- **Direction 1**: Write out the part of the bereavement training text that opens with the words "It may be that" and closes with "organisation’s specific needs.", switching "consultancy" to "advisory".

- **Text block**:
--------------------

Bereavement Training for Organisations

Bereavement Training for Managers, HR and Mental Health First Aiders/Wellbeing Champions

 

Half day training can be offered as a bespoke service to support Managers, Human Resources teams and anyone else involved with employee wellbeing.

The course can help to:

  • Understand the grieving process and gain an awareness of current models that are widely recognised in contemporary grief theory

  • Identify ways to support employees through a bereavement

  • Learn to communicate effectively and compassionately with bereaved staff and colleagues within their team

  • Understand the impact of bereavement and grief in the workplace and the benefits of incorporating a workplace bereavement policy into their organisation

  • Gain an awareness of support organisations, and how and when to refer individuals for further support

  • Become aware of the impact of working with bereaved people, the boundaries of their roles and managing the wellbeing of themselves and others

 

Training can be delivered in-house (up to 12 people) or online if preferred for smaller groups. Discounted rates are offered to charities and public sector organisations.

Bereavement Consultancy

 

It may be that as a small business, you may be the main person responsible for managing all HR/Employment issues and are unsure about best practise and how you can support your staff member during a bereavement.

In this instance, a one-to-one consultancy service can be offered as a 2hr minimum session to provide a briefer version of the above training course. This service can be offered for up to three members of staff.

Please do get in contact to discuss your organisation’s specific needs.

Why support bereaved colleagues?

 

Around 7 in 10 (72%) UK adults have been bereaved at least once in the last five years (Sue Ryder charity for palliative, neurological and bereavement support).

Yet only 9% said they had received support at work.

Meanwhile, more than half (51%) of respondents fear saying the wrong thing to someone who has recently lost a loved one. And among adults aged 18 to 34, 63% said they were worried about what to say.

--------------------

(Some records)

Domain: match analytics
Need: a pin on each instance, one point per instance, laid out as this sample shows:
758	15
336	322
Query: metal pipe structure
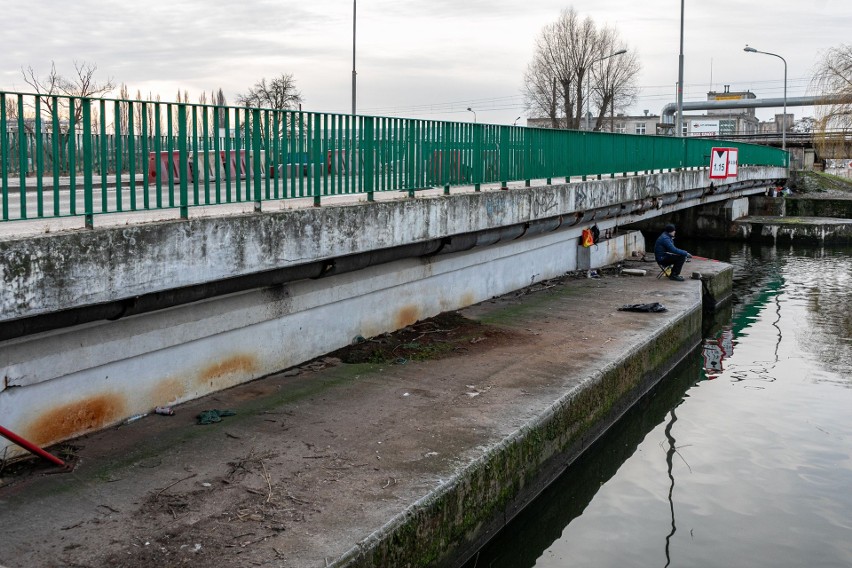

--------------------

- **Direction 2**: Render every line of the records above as a JSON list of strings, one string per line, skipping blank lines and leaving out the pictures.

- **Written response 1**:
It may be that as a small business, you may be the main person responsible for managing all HR/Employment issues and are unsure about best practise and how you can support your staff member during a bereavement.

In this instance, a one-to-one advisory service can be offered as a 2hr minimum session to provide a briefer version of the above training course. This service can be offered for up to three members of staff.

Please do get in contact to discuss your organisation’s specific needs.

- **Written response 2**:
[
  "Domain: match analytics",
  "Need: a pin on each instance, one point per instance, laid out as this sample shows:",
  "758\t15",
  "336\t322",
  "Query: metal pipe structure"
]